- SUPPLIED DATA -
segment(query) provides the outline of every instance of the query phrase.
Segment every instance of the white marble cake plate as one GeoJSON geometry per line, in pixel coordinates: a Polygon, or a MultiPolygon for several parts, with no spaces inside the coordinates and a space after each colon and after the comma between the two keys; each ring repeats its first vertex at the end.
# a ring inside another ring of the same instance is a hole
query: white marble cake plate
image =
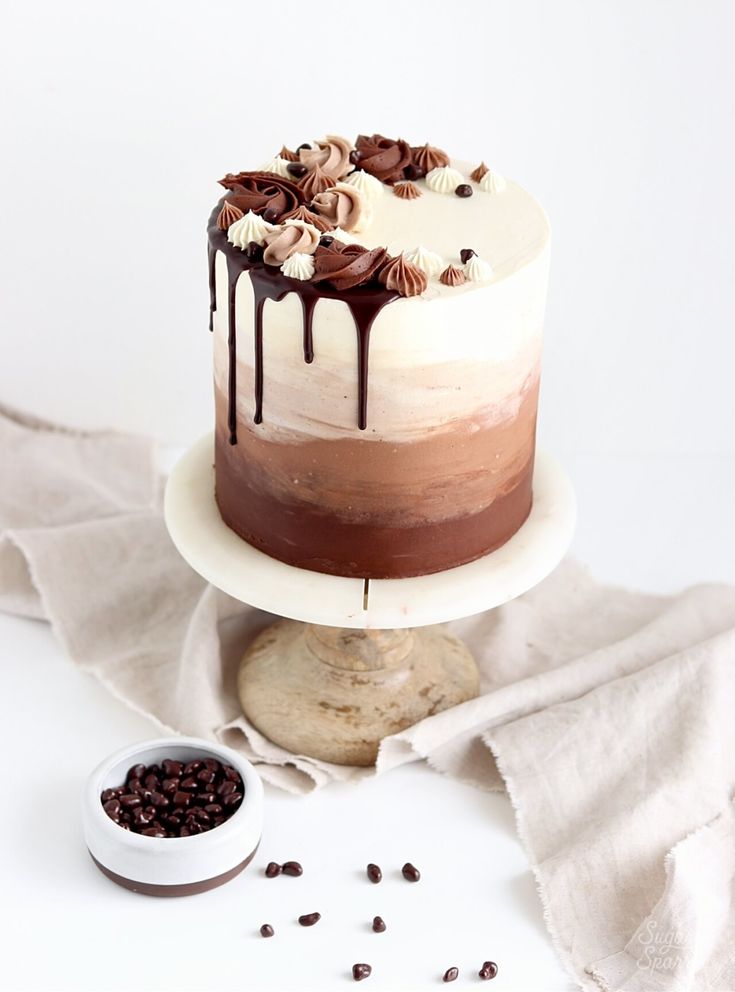
{"type": "Polygon", "coordinates": [[[277,616],[330,627],[421,627],[471,616],[531,589],[561,561],[574,531],[568,476],[536,456],[531,514],[497,551],[434,575],[349,579],[286,565],[253,548],[223,523],[214,499],[214,438],[197,441],[166,486],[166,526],[180,554],[205,579],[277,616]]]}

- YOUR OBJECTIVE -
Could the entries above be restated word for word, with the pictures left out?

- FINISHED TASK -
segment(query) provides the outline of every instance of the query phrase.
Segment every instance of the white marble cake plate as one GeoJSON geometry per line, in pixel coordinates: a Polygon, or a MultiPolygon for several parts, with no spaces inside the coordinates and a space after each colon and after the comma between the two keys; each ring repeats its first vertex at the end.
# a ring inside another ring of the same instance is a hole
query: white marble cake plate
image =
{"type": "Polygon", "coordinates": [[[277,616],[330,627],[421,627],[471,616],[531,589],[561,561],[574,531],[568,476],[536,456],[531,514],[497,551],[434,575],[349,579],[286,565],[253,548],[223,523],[214,499],[214,438],[197,441],[166,486],[166,526],[180,554],[205,579],[277,616]]]}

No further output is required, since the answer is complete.